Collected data
▼▼▼
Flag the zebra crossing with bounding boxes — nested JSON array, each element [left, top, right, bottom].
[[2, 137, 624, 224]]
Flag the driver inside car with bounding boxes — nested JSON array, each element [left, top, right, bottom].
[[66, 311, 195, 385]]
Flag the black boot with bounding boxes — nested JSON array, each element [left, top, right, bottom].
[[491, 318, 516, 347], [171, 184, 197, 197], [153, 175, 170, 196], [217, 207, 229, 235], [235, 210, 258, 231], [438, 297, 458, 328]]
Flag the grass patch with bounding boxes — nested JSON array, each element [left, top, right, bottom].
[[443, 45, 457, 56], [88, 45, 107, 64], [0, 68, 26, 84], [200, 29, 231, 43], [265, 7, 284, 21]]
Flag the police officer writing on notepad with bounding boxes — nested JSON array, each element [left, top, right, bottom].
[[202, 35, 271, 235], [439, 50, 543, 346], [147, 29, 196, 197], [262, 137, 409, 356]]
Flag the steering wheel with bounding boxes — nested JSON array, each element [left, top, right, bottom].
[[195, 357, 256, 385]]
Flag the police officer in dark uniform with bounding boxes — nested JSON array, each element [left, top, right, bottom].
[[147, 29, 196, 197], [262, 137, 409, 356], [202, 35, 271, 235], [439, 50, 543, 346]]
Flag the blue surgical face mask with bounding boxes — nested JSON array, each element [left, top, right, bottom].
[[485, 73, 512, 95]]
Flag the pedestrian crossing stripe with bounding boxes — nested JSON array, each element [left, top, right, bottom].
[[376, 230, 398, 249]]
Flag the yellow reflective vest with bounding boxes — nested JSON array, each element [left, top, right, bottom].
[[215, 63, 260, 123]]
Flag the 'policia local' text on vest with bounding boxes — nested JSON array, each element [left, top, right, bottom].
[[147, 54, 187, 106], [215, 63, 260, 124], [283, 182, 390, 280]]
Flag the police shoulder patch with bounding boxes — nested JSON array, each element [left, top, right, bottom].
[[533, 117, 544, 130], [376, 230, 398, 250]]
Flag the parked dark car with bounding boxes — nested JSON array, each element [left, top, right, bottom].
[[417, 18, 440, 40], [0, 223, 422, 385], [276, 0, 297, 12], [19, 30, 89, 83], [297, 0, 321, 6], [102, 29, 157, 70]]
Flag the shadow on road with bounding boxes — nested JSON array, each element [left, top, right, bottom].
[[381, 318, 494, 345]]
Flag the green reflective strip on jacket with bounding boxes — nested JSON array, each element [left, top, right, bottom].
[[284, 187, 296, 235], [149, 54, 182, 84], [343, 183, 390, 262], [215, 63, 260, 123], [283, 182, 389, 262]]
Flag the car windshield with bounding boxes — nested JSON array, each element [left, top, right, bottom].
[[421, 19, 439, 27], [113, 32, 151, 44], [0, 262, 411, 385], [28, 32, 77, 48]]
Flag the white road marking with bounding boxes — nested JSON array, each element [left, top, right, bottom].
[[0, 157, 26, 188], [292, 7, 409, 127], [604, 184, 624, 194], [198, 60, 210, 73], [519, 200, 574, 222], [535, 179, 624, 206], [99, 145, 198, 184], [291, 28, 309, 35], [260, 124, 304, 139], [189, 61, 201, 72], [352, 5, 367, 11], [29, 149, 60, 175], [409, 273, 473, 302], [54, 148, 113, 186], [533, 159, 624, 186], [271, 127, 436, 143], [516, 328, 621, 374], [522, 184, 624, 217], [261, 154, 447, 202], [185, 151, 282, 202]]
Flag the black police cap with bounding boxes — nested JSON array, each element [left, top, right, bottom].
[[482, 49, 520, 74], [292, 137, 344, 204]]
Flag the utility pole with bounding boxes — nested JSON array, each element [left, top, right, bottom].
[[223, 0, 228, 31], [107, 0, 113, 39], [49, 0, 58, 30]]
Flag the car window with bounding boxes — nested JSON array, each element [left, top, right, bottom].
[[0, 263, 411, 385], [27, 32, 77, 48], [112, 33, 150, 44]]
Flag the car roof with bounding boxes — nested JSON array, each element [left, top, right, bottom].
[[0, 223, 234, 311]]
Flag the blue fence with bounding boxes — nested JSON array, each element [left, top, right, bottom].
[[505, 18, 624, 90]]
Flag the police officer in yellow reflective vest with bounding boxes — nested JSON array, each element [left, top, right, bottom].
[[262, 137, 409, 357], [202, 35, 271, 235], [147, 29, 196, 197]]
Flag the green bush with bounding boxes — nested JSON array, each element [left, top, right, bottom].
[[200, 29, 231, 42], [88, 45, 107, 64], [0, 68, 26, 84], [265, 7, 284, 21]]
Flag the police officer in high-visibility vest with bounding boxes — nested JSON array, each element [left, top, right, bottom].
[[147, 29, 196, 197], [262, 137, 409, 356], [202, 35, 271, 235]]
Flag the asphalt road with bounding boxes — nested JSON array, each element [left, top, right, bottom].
▲▲▲
How to complete this task
In the answer, each line of the data must appear exactly as written.

The answer
Flag the zebra crossing with bounding boxes — nested JSON array, each element [left, top, right, bottom].
[[2, 137, 624, 224]]
Flag the driver inside car with bounding boxes — nested JSON array, each element [left, top, right, bottom].
[[66, 311, 195, 385]]
Flag the black boot with bounding boxes — nested JSON array, each element [left, top, right, bottom].
[[491, 318, 516, 347], [171, 184, 197, 197], [153, 175, 170, 196], [217, 207, 229, 235], [235, 210, 258, 231], [438, 297, 458, 328]]
Flag the grass patch with bounding boxes — nested JSON array, each element [left, top, right, bottom].
[[443, 45, 457, 56], [88, 45, 107, 64], [0, 68, 26, 84], [200, 29, 231, 43], [265, 7, 284, 21]]
Flag the police officer writing on notepad with bounding boxes — nested JSON array, each element [left, top, right, bottom].
[[202, 35, 271, 235], [439, 50, 543, 346], [147, 29, 196, 197], [262, 137, 409, 356]]
Flag the steering wheel with bounding boxes — nested JSON array, each element [left, top, right, bottom].
[[195, 357, 256, 385]]
Flag the police officer in dark uniform with bounding boxes — nested JSON array, each element [left, top, right, bottom].
[[147, 29, 196, 197], [262, 137, 409, 356], [202, 35, 271, 235], [439, 50, 543, 346]]
Flag the blue surgical face mask with bounding boxes — nested JSON array, each element [left, top, right, bottom].
[[485, 73, 512, 95]]
Flag the pedestrian crossing stripe with bounding boxes — nested JSON array, each element [left, top, right, bottom].
[[376, 230, 398, 249]]
Flag the yellow reflective vest with bounding boxes — nested JSON array, each element [left, top, right, bottom].
[[215, 63, 260, 123]]
Flag the 'policia local' text on vest with bounding boxes — nested JSON array, each element [left, top, right, bottom].
[[147, 54, 187, 106], [215, 63, 260, 124], [283, 182, 390, 280]]
Flag the police shoulder patch with bounding boxes — nested JSON array, each element [left, top, right, bottom].
[[533, 117, 544, 130], [376, 230, 398, 250]]
Flag the parked dark car with bounding boxes — nested JSON array, each element [left, top, right, bottom].
[[417, 18, 440, 40], [0, 223, 422, 385], [276, 0, 297, 12], [19, 30, 89, 83], [297, 0, 321, 6], [102, 29, 157, 70]]
Flag the shadow on road with bounding boxes — nested JSON array, each element [left, top, right, bottom].
[[381, 318, 494, 345]]
Flag the green reflective strip on jacket with bounding boxes — nested JSON array, each element [left, top, right, bottom].
[[284, 187, 296, 235], [149, 54, 182, 84], [343, 183, 390, 262], [215, 63, 260, 123], [283, 182, 389, 262]]
Flag the car windshield with bounding boxes — nested JSON array, each element [left, top, right, bottom].
[[421, 19, 439, 27], [113, 32, 151, 44], [0, 262, 411, 385], [28, 32, 77, 48]]
Flag the white road marking with bounding boxes — nested JSON array, each element [left, top, right, bottom].
[[0, 157, 26, 188], [292, 7, 409, 127], [604, 184, 624, 194], [198, 60, 210, 73], [519, 200, 574, 222], [535, 179, 624, 206], [99, 145, 198, 184], [291, 28, 309, 35], [260, 124, 304, 139], [189, 61, 201, 72], [352, 5, 367, 11], [29, 149, 60, 175], [409, 273, 473, 302], [54, 148, 113, 186], [533, 159, 624, 186], [271, 127, 436, 143], [516, 328, 621, 374], [522, 184, 624, 217], [261, 154, 447, 202], [185, 151, 282, 202]]
Flag the black police cap with bounding boxes — nested JSON array, each element [left, top, right, bottom].
[[482, 49, 520, 74], [292, 137, 344, 204]]
Flag the utility pole with bounding boxes — nested JSON array, each element [left, top, right, bottom].
[[223, 0, 228, 31], [107, 0, 113, 39], [49, 0, 58, 30]]
Flag the car window with bounding boxes — nested JSON array, each element [left, top, right, bottom].
[[0, 263, 411, 385], [27, 32, 77, 48], [112, 33, 150, 44]]
Flag the car roof with bounding boxes — nested JSON array, each element [left, top, right, bottom].
[[0, 223, 234, 311]]
Flag the blue fence with bounding boxes — nested JSON array, each element [left, top, right, bottom].
[[505, 18, 624, 90]]
Flag the police officer in yellow reflective vest with bounding boxes — nested JSON array, each element [left, top, right, bottom].
[[262, 137, 409, 357], [202, 35, 271, 235], [147, 29, 196, 197]]
Flag the green bush with bounding boxes — nested JSON array, each element [left, top, right, bottom].
[[200, 29, 231, 42], [88, 45, 107, 64], [0, 68, 26, 84], [265, 7, 284, 21]]
Flag the police officer in high-visibility vest with bounding boxes — nested JSON array, each element [left, top, right, bottom].
[[147, 29, 196, 197], [262, 137, 409, 356], [202, 35, 271, 235]]
Flag the asphalt road with bounding boxes — nested JSON array, each element [left, top, right, bottom].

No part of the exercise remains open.